What to produce:
Write out an exact copy of the line containing "Query: man with glasses" and all lines that follow it in the data below, leaving out pictures.
[Task input Boundary: Start]
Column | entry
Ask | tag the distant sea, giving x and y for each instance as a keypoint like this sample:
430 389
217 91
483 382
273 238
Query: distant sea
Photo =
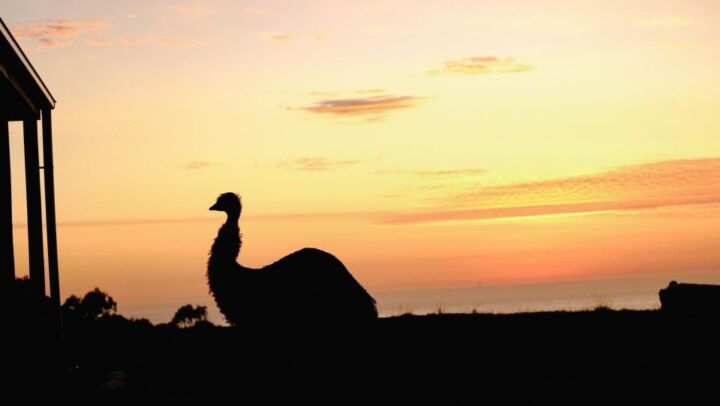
621 293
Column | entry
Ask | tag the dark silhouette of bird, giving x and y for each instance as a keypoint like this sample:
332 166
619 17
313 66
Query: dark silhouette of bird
306 285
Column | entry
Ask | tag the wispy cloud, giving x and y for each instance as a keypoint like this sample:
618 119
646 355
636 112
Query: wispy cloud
58 33
636 187
168 42
191 10
195 165
315 164
482 65
371 107
287 37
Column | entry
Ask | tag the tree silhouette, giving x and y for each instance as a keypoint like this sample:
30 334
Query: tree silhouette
189 316
94 305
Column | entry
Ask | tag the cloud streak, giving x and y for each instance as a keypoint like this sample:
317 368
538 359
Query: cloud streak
316 164
636 187
481 65
362 106
58 33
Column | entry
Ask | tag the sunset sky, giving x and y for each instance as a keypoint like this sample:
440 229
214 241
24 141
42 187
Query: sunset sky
424 143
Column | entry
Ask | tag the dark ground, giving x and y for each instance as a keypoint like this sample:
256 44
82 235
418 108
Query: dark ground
601 356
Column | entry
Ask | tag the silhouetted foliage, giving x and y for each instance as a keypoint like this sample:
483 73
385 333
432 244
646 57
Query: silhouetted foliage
94 305
189 316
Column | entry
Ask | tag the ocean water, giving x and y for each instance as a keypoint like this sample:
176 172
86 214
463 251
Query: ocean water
640 293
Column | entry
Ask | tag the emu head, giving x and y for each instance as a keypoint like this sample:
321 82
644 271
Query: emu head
229 203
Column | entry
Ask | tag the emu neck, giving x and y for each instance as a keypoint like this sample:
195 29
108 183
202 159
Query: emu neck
227 244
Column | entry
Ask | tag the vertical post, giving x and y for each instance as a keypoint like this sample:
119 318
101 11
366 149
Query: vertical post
7 251
50 207
34 208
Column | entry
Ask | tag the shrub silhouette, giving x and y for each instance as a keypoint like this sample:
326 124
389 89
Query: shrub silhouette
94 305
189 316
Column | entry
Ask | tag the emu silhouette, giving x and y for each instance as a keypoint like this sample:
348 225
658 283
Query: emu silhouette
306 285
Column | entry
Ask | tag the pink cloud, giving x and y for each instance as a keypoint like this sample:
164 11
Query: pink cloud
482 65
634 187
58 33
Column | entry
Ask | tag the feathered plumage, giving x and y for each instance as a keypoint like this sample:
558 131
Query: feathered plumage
309 284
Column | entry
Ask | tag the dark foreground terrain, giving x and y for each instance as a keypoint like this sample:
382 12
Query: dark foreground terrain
601 356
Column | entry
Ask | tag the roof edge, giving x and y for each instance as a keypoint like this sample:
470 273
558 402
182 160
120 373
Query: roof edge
5 31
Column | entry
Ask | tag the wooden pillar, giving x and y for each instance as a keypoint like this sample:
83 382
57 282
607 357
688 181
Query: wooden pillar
34 207
50 207
7 251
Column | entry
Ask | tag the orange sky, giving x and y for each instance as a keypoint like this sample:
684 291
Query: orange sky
424 143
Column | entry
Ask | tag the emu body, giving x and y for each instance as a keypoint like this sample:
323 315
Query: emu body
309 284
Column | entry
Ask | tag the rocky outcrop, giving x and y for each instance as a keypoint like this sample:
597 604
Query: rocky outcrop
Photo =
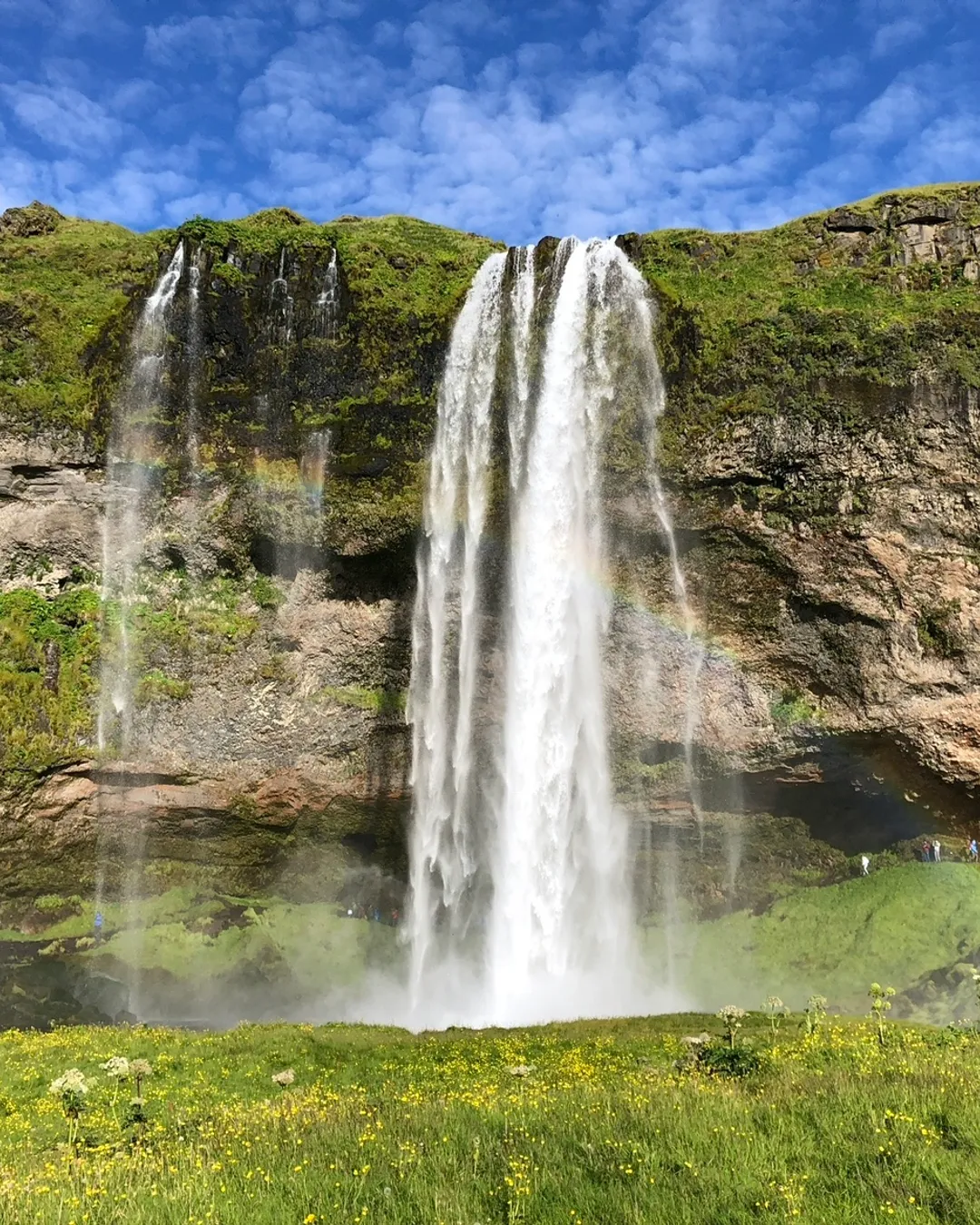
819 450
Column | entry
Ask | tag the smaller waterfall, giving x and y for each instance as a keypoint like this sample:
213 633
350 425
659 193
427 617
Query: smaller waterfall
314 467
522 309
195 352
130 478
280 305
444 854
328 307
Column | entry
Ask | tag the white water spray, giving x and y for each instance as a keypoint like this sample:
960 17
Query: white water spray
444 855
520 876
328 307
129 479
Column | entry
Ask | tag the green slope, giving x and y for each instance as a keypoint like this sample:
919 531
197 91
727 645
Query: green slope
892 927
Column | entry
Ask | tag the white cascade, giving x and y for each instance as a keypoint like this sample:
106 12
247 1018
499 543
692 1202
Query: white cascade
195 348
522 309
129 479
520 878
328 307
444 858
280 305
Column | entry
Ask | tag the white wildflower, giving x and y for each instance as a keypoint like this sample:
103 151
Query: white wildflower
70 1082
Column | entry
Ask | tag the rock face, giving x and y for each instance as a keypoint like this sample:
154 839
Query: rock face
819 447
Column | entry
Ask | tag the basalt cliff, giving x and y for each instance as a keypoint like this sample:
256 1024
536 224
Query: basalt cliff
819 452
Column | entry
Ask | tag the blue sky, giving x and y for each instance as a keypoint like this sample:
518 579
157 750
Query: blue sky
507 119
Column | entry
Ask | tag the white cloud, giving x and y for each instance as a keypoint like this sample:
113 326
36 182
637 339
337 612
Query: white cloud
63 116
620 114
896 34
207 38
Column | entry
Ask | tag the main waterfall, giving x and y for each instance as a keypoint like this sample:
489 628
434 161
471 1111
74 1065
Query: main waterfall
521 899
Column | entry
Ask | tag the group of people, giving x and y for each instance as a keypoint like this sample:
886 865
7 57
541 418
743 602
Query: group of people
931 853
374 914
931 850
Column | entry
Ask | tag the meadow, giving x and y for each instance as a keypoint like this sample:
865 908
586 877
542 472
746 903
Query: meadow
592 1123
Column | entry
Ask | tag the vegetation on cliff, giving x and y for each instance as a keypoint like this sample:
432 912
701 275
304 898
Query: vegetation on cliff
48 662
832 316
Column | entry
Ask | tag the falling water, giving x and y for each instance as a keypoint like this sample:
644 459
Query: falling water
444 853
130 476
520 854
280 305
130 479
314 466
522 309
195 346
328 301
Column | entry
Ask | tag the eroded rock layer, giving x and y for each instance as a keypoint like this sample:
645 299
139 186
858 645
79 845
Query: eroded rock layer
819 447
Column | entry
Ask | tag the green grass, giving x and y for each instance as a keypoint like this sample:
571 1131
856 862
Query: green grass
610 1122
378 701
895 926
39 725
64 311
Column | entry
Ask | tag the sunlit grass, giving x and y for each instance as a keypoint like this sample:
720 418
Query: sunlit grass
595 1122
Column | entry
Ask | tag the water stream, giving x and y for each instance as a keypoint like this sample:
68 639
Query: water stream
521 893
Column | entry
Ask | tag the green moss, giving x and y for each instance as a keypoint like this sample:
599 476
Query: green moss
375 700
793 708
891 926
64 312
45 703
937 631
795 321
266 594
156 686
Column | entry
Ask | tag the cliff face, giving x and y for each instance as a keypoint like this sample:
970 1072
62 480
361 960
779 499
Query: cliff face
818 446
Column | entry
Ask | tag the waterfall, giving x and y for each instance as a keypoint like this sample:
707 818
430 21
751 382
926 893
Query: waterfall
520 874
444 633
328 312
280 307
195 348
132 480
129 480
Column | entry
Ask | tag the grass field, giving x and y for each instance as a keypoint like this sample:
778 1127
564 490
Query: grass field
900 924
590 1122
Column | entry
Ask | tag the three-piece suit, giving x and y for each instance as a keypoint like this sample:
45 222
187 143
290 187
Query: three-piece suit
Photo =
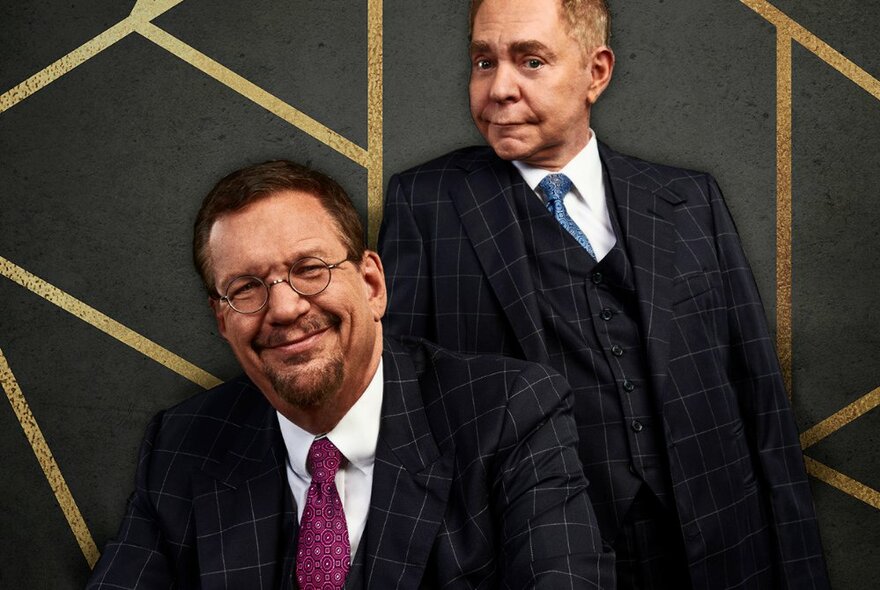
476 484
664 342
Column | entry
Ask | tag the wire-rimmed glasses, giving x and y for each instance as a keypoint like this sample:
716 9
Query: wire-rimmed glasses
307 276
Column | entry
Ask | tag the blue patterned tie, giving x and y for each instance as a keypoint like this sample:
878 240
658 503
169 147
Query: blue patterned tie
555 187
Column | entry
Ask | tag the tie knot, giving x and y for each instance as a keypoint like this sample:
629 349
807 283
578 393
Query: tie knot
323 460
555 186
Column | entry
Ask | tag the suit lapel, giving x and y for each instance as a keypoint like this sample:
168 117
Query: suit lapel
646 212
411 482
244 517
485 206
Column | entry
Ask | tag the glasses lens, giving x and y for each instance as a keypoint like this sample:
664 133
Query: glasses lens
309 276
247 294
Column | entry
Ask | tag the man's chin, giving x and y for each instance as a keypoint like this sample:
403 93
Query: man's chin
308 384
509 148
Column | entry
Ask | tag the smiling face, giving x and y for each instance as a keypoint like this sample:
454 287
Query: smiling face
531 85
312 357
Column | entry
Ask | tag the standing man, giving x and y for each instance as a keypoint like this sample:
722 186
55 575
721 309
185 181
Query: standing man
344 459
627 277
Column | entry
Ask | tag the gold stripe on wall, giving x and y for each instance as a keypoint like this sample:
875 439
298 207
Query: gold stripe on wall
251 91
62 66
842 482
47 463
374 120
841 418
107 324
816 45
783 205
143 11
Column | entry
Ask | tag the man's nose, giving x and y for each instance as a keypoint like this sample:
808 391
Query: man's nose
504 86
284 303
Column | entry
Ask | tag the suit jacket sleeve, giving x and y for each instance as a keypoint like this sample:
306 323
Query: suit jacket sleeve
550 537
407 272
137 557
755 375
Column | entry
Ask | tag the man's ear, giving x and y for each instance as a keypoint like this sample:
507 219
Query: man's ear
217 308
601 65
374 283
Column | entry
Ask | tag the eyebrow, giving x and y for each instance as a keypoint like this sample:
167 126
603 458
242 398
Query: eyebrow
516 47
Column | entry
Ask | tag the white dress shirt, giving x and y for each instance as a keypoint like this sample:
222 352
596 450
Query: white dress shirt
355 436
586 203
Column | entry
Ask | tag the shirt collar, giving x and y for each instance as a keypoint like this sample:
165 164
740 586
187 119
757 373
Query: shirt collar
584 171
355 435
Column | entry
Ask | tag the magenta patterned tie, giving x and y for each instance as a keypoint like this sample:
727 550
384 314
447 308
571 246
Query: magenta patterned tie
323 553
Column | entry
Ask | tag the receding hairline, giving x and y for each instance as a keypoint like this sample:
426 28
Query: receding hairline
261 197
593 35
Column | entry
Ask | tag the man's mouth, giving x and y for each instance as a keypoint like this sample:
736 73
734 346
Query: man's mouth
297 341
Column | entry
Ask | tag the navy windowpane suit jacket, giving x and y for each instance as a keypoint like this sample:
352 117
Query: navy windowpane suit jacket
476 484
458 274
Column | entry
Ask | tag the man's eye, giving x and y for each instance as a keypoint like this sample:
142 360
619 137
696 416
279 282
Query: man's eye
243 288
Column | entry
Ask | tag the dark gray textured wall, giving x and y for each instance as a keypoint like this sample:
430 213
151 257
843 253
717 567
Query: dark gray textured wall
102 170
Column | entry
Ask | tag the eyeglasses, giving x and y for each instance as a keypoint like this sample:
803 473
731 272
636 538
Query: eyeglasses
307 276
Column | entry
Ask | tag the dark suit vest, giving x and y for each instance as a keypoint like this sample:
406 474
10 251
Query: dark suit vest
590 317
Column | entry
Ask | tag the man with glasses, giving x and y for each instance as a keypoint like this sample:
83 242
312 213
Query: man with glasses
342 458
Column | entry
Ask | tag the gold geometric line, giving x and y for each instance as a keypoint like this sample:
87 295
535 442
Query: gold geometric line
146 10
841 418
819 47
62 66
842 482
783 207
374 120
143 11
106 324
254 93
48 463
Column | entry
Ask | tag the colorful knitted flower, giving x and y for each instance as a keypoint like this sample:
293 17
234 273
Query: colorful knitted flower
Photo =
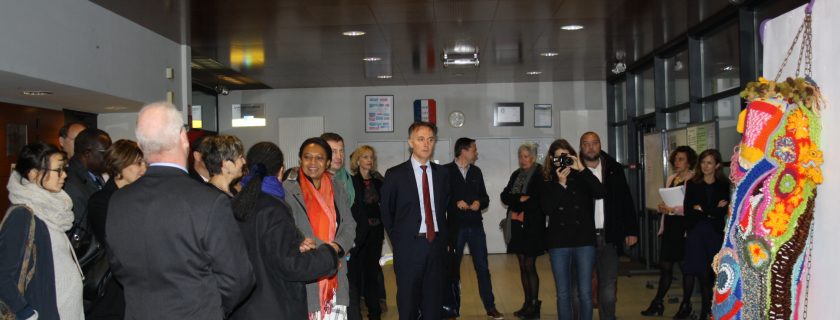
[Task input Boundary: End]
Result for this task:
Query: man with glasses
342 458
Column | entry
Ask | tag the gold geometric line, giving x and y for each instance as a keypoint like this sample:
87 295
535 442
Query: gold geometric line
146 10
841 418
819 47
62 66
842 482
783 207
374 120
143 11
106 324
254 93
48 463
Column | entry
Ask | tag the colorful knitted flower, giving x and y for each instance as a keypoint like this sample:
293 17
234 273
Query: colorful knitted flower
Photo =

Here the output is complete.